THE TASK
Please reproduce everything in the listing from the line containing "[segment] <item>window with" down to the line containing "130], [510, 238]]", with both of those lines included.

MATERIAL SUPPLIED
-.-.-

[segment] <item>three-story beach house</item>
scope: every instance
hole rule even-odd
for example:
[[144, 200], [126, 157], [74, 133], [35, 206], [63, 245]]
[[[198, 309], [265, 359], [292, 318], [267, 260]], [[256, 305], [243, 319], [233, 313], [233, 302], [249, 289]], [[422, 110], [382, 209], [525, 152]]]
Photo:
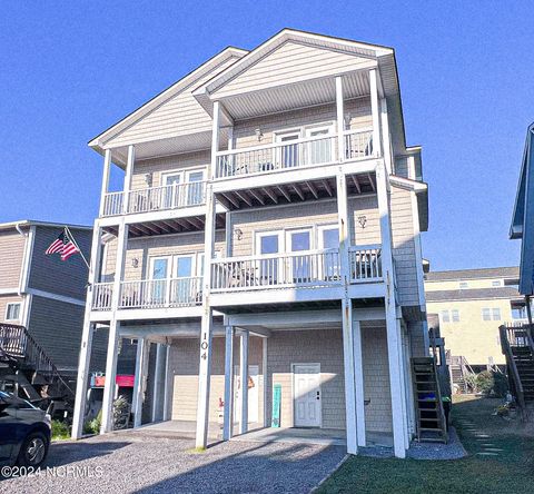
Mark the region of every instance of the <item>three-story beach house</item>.
[[[222, 50], [89, 146], [103, 181], [75, 437], [98, 325], [108, 376], [120, 339], [138, 342], [135, 426], [144, 411], [190, 424], [199, 447], [219, 419], [224, 439], [338, 431], [349, 453], [384, 437], [405, 456], [409, 359], [428, 355], [427, 186], [393, 49], [284, 29]], [[108, 190], [112, 165], [122, 190]]]

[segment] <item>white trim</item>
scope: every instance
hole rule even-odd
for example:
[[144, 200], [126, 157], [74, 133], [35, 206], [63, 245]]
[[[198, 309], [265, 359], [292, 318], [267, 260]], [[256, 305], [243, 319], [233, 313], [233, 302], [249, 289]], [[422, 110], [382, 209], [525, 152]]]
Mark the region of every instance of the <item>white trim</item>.
[[82, 307], [86, 305], [86, 300], [81, 300], [80, 298], [67, 297], [65, 295], [52, 294], [50, 292], [38, 290], [36, 288], [28, 288], [27, 293], [37, 297], [50, 298], [52, 300], [63, 302], [66, 304], [79, 305]]
[[296, 415], [295, 415], [295, 401], [296, 401], [296, 396], [295, 396], [295, 367], [297, 366], [304, 366], [304, 365], [307, 365], [307, 366], [315, 366], [318, 372], [317, 372], [317, 375], [319, 377], [318, 379], [318, 388], [319, 388], [319, 407], [318, 407], [318, 411], [319, 411], [319, 425], [318, 427], [319, 428], [323, 428], [323, 387], [322, 387], [322, 373], [320, 373], [320, 363], [318, 362], [294, 362], [290, 364], [290, 368], [291, 368], [291, 403], [293, 403], [293, 426], [294, 427], [315, 427], [315, 426], [306, 426], [306, 425], [297, 425], [296, 424]]
[[[18, 305], [19, 306], [19, 314], [18, 314], [18, 317], [14, 317], [14, 318], [8, 318], [8, 314], [9, 314], [9, 307], [10, 306], [13, 306], [13, 305]], [[21, 316], [22, 316], [22, 302], [8, 302], [6, 304], [6, 316], [4, 316], [4, 320], [6, 323], [11, 323], [13, 320], [18, 320], [20, 322], [21, 320]]]

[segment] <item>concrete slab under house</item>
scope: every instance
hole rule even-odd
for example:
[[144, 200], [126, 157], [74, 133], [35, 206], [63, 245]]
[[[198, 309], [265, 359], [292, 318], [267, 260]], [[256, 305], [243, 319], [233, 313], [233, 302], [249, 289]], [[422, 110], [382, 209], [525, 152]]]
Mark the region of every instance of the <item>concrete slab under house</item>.
[[98, 327], [102, 434], [130, 339], [136, 428], [194, 433], [199, 448], [330, 441], [405, 457], [411, 358], [428, 355], [428, 205], [393, 49], [284, 29], [222, 50], [89, 145], [103, 179], [75, 438]]

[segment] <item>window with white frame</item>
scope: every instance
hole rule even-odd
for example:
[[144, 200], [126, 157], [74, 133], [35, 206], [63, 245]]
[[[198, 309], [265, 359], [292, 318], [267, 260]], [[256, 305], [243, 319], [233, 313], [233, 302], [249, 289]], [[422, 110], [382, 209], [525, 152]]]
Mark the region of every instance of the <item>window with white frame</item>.
[[20, 319], [20, 303], [9, 303], [6, 307], [6, 320]]

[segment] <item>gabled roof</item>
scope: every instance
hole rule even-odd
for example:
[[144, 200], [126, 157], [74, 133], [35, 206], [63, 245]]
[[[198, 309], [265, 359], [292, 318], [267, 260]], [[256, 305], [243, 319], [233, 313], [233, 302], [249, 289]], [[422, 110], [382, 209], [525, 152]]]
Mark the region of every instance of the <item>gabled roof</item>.
[[[112, 139], [115, 136], [123, 131], [125, 129], [129, 128], [137, 121], [141, 120], [148, 113], [160, 107], [162, 103], [168, 101], [170, 98], [174, 98], [186, 88], [195, 85], [201, 77], [205, 77], [214, 68], [220, 66], [225, 61], [228, 61], [231, 58], [236, 60], [244, 57], [248, 51], [243, 50], [240, 48], [228, 47], [225, 48], [222, 51], [217, 53], [215, 57], [211, 57], [209, 60], [204, 62], [201, 66], [182, 77], [180, 80], [161, 91], [159, 95], [155, 96], [152, 99], [147, 101], [145, 105], [139, 107], [138, 109], [134, 110], [123, 119], [119, 120], [117, 124], [113, 124], [103, 132], [99, 134], [97, 137], [92, 138], [89, 141], [89, 146], [98, 151], [101, 152], [103, 145]], [[198, 82], [197, 82], [198, 83]]]
[[521, 238], [520, 292], [534, 292], [534, 124], [526, 130], [510, 238]]

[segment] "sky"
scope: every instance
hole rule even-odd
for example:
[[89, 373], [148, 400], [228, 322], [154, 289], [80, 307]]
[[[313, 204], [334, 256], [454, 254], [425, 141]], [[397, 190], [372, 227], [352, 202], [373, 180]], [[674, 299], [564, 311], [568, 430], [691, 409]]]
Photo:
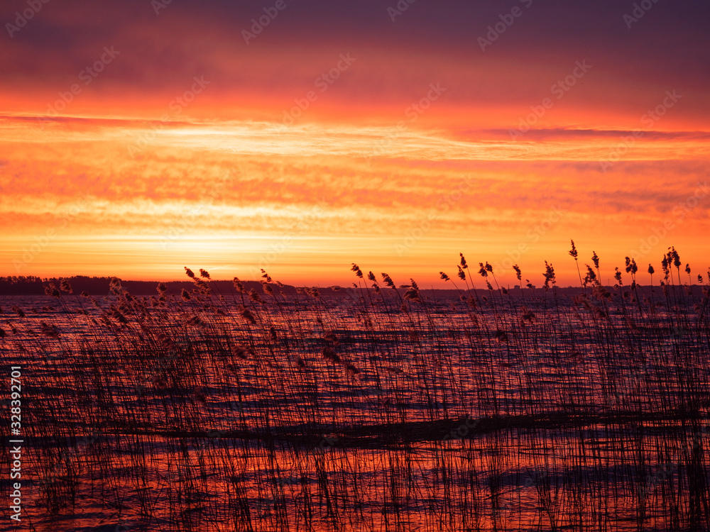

-.-.-

REPLY TO THE EXERCISE
[segment] <item>window with white frame</item>
scope: every instance
hole rule even-odd
for example:
[[144, 200], [126, 157], [74, 133], [35, 206], [63, 245]]
[[[198, 309], [265, 359], [292, 318], [267, 260]], [[256, 305], [243, 319], [233, 313], [233, 302], [249, 289]], [[422, 110], [382, 209], [525, 152]]]
Mark the region of every instance of the <item>window with white frame</item>.
[[20, 319], [20, 303], [9, 303], [6, 307], [6, 320]]

[segment] <item>gabled roof</item>
scope: every instance
hole rule even-odd
for example:
[[144, 200], [126, 157], [74, 133], [35, 206], [63, 245]]
[[[198, 309], [265, 359], [292, 318], [267, 260]], [[256, 305], [243, 319], [233, 313], [233, 302], [249, 289]], [[422, 110], [382, 209], [525, 152]]]
Mark the region of every instance of the <item>gabled roof</item>.
[[[112, 139], [115, 136], [123, 131], [125, 129], [129, 128], [137, 121], [141, 120], [148, 113], [160, 107], [162, 103], [168, 101], [170, 98], [174, 98], [186, 88], [195, 85], [201, 77], [205, 77], [214, 68], [220, 66], [225, 61], [228, 61], [231, 58], [236, 60], [244, 57], [248, 51], [243, 50], [240, 48], [228, 47], [225, 48], [222, 51], [217, 53], [215, 57], [211, 57], [209, 60], [204, 62], [201, 66], [182, 77], [180, 80], [161, 91], [159, 95], [155, 96], [152, 99], [147, 101], [145, 105], [139, 107], [138, 109], [134, 110], [123, 119], [119, 120], [117, 124], [113, 124], [103, 132], [99, 134], [97, 137], [92, 138], [89, 141], [89, 146], [98, 151], [101, 152], [103, 145]], [[198, 82], [197, 82], [198, 83]]]
[[521, 238], [520, 292], [534, 292], [534, 124], [526, 130], [510, 238]]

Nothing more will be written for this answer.